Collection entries

(begin)

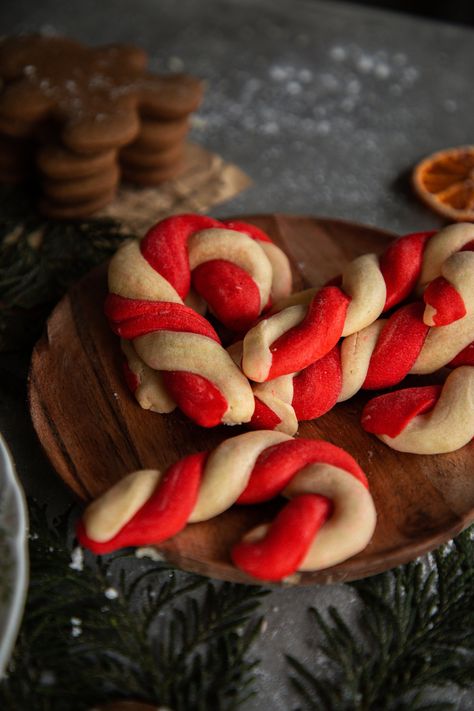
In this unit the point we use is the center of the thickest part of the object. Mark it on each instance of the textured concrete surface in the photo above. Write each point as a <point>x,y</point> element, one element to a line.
<point>327,106</point>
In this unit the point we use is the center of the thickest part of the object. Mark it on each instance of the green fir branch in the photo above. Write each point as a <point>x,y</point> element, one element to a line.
<point>415,632</point>
<point>128,628</point>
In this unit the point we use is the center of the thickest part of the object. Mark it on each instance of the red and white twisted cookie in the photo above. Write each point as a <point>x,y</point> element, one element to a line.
<point>174,354</point>
<point>302,333</point>
<point>382,354</point>
<point>330,515</point>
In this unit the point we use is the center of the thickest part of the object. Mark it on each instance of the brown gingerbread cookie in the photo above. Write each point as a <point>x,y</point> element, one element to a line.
<point>78,106</point>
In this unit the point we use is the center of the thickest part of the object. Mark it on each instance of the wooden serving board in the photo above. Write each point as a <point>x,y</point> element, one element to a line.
<point>94,432</point>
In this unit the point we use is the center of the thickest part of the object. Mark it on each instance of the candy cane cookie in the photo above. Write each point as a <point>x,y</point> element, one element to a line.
<point>382,354</point>
<point>299,334</point>
<point>330,515</point>
<point>235,268</point>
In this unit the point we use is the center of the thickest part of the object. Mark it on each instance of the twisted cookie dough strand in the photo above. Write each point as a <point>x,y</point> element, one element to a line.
<point>329,518</point>
<point>147,283</point>
<point>310,327</point>
<point>380,356</point>
<point>425,420</point>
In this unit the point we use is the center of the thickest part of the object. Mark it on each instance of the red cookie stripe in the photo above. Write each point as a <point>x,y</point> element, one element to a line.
<point>314,337</point>
<point>317,387</point>
<point>277,465</point>
<point>284,547</point>
<point>397,348</point>
<point>400,265</point>
<point>164,514</point>
<point>196,396</point>
<point>130,318</point>
<point>230,292</point>
<point>390,413</point>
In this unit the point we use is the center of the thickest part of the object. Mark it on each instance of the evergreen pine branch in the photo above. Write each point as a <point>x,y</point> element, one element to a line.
<point>127,628</point>
<point>415,631</point>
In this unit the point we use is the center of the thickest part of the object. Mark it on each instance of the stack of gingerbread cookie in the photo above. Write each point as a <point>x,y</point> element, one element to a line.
<point>79,119</point>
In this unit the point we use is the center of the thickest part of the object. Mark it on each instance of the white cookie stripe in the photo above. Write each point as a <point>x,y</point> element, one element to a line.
<point>190,352</point>
<point>235,247</point>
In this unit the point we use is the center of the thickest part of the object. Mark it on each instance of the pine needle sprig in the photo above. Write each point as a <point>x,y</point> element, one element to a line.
<point>122,627</point>
<point>415,632</point>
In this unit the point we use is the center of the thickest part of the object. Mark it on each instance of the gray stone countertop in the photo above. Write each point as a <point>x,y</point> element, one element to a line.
<point>327,107</point>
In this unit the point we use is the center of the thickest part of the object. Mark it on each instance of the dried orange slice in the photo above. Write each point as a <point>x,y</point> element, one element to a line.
<point>445,182</point>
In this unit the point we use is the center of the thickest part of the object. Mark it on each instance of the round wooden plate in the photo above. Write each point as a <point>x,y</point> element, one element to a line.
<point>94,432</point>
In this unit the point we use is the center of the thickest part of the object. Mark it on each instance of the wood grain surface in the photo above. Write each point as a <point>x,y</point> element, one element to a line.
<point>94,432</point>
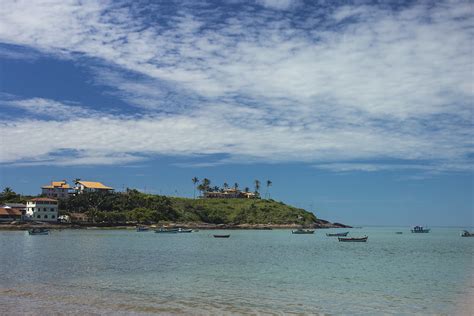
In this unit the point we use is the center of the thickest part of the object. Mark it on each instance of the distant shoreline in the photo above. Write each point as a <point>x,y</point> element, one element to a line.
<point>25,226</point>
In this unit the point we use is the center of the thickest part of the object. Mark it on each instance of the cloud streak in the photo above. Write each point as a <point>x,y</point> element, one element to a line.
<point>340,84</point>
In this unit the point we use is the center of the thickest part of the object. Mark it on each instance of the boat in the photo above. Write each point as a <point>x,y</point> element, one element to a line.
<point>420,229</point>
<point>338,234</point>
<point>38,231</point>
<point>221,236</point>
<point>353,239</point>
<point>303,231</point>
<point>184,230</point>
<point>163,230</point>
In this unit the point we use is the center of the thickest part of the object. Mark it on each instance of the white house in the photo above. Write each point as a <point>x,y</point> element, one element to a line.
<point>42,209</point>
<point>57,190</point>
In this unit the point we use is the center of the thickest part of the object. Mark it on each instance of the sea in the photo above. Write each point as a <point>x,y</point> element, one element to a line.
<point>267,272</point>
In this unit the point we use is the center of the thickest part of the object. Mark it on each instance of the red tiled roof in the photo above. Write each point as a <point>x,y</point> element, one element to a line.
<point>10,211</point>
<point>43,200</point>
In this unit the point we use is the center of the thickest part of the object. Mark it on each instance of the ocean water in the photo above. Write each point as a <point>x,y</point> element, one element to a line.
<point>253,272</point>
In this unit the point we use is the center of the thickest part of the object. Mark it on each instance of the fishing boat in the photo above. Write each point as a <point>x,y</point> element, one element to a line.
<point>163,230</point>
<point>221,236</point>
<point>353,239</point>
<point>184,230</point>
<point>38,231</point>
<point>303,231</point>
<point>338,234</point>
<point>142,229</point>
<point>420,229</point>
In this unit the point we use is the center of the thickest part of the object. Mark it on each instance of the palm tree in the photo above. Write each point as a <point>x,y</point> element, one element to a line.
<point>7,190</point>
<point>195,181</point>
<point>269,184</point>
<point>206,184</point>
<point>257,186</point>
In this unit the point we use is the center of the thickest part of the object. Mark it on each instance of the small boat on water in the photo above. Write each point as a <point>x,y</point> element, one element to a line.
<point>303,231</point>
<point>142,228</point>
<point>184,230</point>
<point>38,231</point>
<point>221,236</point>
<point>420,229</point>
<point>163,230</point>
<point>338,234</point>
<point>353,239</point>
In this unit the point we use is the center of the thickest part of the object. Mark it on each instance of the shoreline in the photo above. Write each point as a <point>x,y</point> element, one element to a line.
<point>16,226</point>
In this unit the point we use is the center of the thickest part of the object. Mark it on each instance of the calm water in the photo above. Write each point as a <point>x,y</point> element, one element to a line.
<point>268,272</point>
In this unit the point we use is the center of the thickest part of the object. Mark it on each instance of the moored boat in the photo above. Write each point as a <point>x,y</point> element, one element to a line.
<point>38,231</point>
<point>353,239</point>
<point>303,231</point>
<point>184,230</point>
<point>221,236</point>
<point>163,230</point>
<point>344,234</point>
<point>420,229</point>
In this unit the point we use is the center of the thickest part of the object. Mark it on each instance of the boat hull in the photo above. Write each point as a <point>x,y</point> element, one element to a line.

(end)

Copy out the rows between the line holding "of the stack" and the line holding "<point>235,247</point>", inclusive, with the requests included. Offset every coordinate in the answers by adding 24 to it.

▶ [ANSWER FOR THIS EXERCISE]
In this unit the point we use is the center of the thickest part of the object. Mark it on each instance of the stack of gingerbread cookie in the photo above. Write each point as a <point>x,y</point> element, one element to a line.
<point>103,143</point>
In this unit the point we use is the center of the thickest part of the object. Mark it on each instance of the white cookie stripe in the photo above. Write each point as a <point>x,y</point> element, one element to a line.
<point>214,376</point>
<point>259,271</point>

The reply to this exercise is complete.